- [Task directions] Write out everything in the oil tanker passage below from "The divers were" down to "with the tanker.", word for word.

#### Text under study

The divers were able to make repairs, but it remain unclear if the work will hold, according to the July 13 report.
“We believe that the plugs/seals that were installed to prevent the entry of seawater into the engine room space will not withstand/hold long,” the report read.
An earlier letter dated Oct. 2019 sent by the Yemeni minister of oil — who is affiliated with the Saudi-backed government — to the prime minister, and seen by the AP, found other problems with the tanker.
“Rust has covered some parts of the tanker along with equipment, fire distinguishing system stopped working, and what is more dangerous is that the gas which was covering the oil inside the tanks has leaked out. It was used to protect the tankers from exploding,” the letter read.
The oil minister’s letter recommended three different approaches to deal with the tanker: make repairs, pump the oil to another ship, or to pull the tanker away and safely unload it in another port.

########
#### Data records

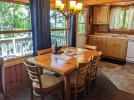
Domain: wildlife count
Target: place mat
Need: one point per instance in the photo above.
(63, 57)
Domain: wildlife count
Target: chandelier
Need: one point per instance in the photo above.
(68, 8)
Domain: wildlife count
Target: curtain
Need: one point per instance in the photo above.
(40, 19)
(129, 24)
(116, 18)
(72, 39)
(1, 80)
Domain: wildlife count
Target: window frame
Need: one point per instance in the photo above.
(123, 29)
(15, 31)
(61, 29)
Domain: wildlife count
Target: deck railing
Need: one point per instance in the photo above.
(60, 37)
(15, 47)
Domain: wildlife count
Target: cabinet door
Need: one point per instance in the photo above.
(117, 48)
(101, 44)
(93, 40)
(121, 49)
(101, 15)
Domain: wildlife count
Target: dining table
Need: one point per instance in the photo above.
(64, 63)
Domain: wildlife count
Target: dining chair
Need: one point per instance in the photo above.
(45, 51)
(1, 81)
(94, 66)
(78, 78)
(41, 83)
(90, 47)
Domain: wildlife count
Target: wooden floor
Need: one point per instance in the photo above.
(103, 89)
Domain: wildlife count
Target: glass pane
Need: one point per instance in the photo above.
(57, 20)
(117, 18)
(14, 17)
(60, 37)
(15, 45)
(81, 23)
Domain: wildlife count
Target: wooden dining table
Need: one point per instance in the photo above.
(63, 63)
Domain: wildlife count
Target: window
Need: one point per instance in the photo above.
(15, 30)
(81, 23)
(122, 18)
(58, 28)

########

- [Task output]
The divers were able to make repairs, but it remain unclear if the work will hold, according to the July 13 report.
“We believe that the plugs/seals that were installed to prevent the entry of seawater into the engine room space will not withstand/hold long,” the report read.
An earlier letter dated Oct. 2019 sent by the Yemeni minister of oil — who is affiliated with the Saudi-backed government — to the prime minister, and seen by the AP, found other problems with the tanker.